_Data items:_

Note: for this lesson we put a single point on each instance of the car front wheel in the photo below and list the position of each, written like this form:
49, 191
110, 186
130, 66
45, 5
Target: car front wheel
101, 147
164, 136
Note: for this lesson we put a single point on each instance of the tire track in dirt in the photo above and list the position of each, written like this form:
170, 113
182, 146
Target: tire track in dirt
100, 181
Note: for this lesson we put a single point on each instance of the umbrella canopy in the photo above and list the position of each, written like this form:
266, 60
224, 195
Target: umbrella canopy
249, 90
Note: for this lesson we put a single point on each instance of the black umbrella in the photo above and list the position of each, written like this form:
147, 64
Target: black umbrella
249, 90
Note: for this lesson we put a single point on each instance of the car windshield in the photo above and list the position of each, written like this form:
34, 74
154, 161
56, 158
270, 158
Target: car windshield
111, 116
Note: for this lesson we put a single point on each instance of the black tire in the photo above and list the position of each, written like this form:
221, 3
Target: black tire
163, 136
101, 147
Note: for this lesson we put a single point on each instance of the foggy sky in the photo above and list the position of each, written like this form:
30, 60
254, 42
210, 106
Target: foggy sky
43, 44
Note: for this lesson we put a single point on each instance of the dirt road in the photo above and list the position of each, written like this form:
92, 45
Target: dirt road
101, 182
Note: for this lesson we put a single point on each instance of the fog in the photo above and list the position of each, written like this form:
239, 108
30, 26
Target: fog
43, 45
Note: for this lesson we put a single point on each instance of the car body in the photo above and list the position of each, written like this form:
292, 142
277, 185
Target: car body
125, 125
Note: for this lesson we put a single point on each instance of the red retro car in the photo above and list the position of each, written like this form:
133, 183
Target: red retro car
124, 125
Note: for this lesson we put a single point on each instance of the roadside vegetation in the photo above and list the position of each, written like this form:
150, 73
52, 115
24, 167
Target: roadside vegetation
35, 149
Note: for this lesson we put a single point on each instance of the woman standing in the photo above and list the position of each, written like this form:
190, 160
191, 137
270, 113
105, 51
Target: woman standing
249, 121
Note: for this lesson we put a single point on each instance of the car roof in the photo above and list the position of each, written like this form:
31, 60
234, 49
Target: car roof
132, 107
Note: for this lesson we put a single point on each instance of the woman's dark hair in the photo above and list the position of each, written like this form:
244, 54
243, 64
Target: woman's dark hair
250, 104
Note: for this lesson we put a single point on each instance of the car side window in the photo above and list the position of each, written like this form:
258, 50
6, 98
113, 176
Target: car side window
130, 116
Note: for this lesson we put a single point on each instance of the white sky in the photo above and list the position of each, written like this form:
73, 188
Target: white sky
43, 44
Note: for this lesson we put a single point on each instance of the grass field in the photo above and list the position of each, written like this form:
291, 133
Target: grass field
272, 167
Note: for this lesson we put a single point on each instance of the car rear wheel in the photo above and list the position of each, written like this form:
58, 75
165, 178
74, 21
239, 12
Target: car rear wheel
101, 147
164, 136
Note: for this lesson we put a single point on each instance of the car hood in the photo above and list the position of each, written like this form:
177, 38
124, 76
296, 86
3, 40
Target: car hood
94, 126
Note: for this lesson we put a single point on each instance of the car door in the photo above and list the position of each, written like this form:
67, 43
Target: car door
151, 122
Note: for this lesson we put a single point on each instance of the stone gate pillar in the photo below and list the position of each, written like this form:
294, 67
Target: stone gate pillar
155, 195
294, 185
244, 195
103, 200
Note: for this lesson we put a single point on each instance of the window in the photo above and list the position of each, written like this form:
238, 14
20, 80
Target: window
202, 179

_Given request:_ Copy out the data above, keeping every line identical to the original.

_Exercise response:_
Note: for this lesson we put a single point on each instance of the car front wheel in the photo below and list the position of each, written like this form:
49, 191
110, 186
130, 66
45, 5
Target: car front wheel
101, 147
164, 136
Note: for this lesson we put a single point on each instance of the tire track in dirt in the photo above and list the position of each, written like this form:
170, 113
182, 146
Target: tire track in dirt
100, 181
Note: for this lesson we put a single point on each instance of the umbrella canopy in the photo above and list the position of each, written like this form:
266, 60
224, 195
Target: umbrella canopy
249, 90
Note: for this lesson we put a single point on each instance of the black umbrella in the photo above and list the position of each, written like this form:
147, 64
Target: black umbrella
249, 90
Note: for this lesson we put a single point on each instance of the car windshield in the photo above and list the position of each, written like this form:
34, 74
154, 161
56, 158
270, 158
Target: car windshield
111, 116
Note: for this lesson we put a single point on each instance of the black tire in the photo above and list the position of each, written like this form:
221, 3
Target: black tire
163, 136
101, 147
Note: for this lesson we put a single point on each instance of the foggy sky in the photo above and list the position of each, written like this form:
30, 60
254, 42
210, 106
Target: foggy sky
43, 44
Note: for this lesson we put a single point on each instance of the dirt road in the photo above and list the position of each, written like this form:
92, 45
Target: dirt road
101, 182
Note: for this lesson we put a single point on each instance of the fog in the photo above and list the position of each, written like this form:
239, 108
30, 26
Target: fog
43, 45
Note: for this lesson we put a single point on each instance of the car body in the photo above and list the position of each, written like this form:
292, 142
277, 185
Target: car body
125, 125
Note: for this lesson we put a single point on each instance of the red retro car in the photo above and list the position of each, written like this form:
133, 183
Target: red retro car
124, 125
Note: for this lesson we put a single point on each instance of the roadside vegetation in the photo above and list the position of each, written like this form:
150, 73
52, 115
24, 167
Target: roadside vegetation
35, 149
Note: for this lesson we put a single point on each instance of the woman standing in the photo above and list the position of each, written like this form:
190, 160
191, 137
270, 113
105, 51
Target: woman standing
249, 121
Note: for this lesson we put a single point on each instance of the car roof in the photo above and list the position of each, written like this form:
31, 60
234, 49
Target: car roof
132, 107
Note: for this lesson we put a single point on each instance of the woman's dark hair in the photo above and list the position of each, written like this form:
244, 54
243, 64
Target: woman's dark hair
250, 104
Note: for this lesson we put a single point on each instance of the car side window in the photo above and list the position of each, written like this form:
258, 50
6, 98
113, 176
Target: car side window
130, 116
Note: for this lesson we put a single point on each instance of the white sky in the photo above and list the position of each, written like this form:
73, 188
Target: white sky
43, 44
Note: for this lesson we put a single point on each instance of the grass field in the photo above and list the position of each, written like this form:
291, 133
Target: grass field
272, 167
Note: for this lesson we put a single point on each instance of the car rear wheel in the photo above and list the position of each, written like this form:
58, 75
165, 178
74, 21
239, 12
Target: car rear wheel
101, 147
164, 136
Note: for this lesson we put a single point on each instance of the car hood in the photo above and list the position of each, written like this form:
177, 38
124, 76
296, 86
3, 40
Target: car hood
94, 126
Note: for this lesson we put a single point on each instance of the car door in the photo above and list the position of each, written like this form:
67, 43
Target: car door
151, 122
Note: for this lesson we put a single point on each instance of the stone gate pillar in the photo below and list the position of each, written like this form:
294, 67
Target: stone gate pillar
155, 195
294, 185
244, 195
103, 200
Note: for this lesson we put a single point on each instance of the window in the photo above and list the position of each, written like this form:
238, 14
20, 80
Target: window
202, 179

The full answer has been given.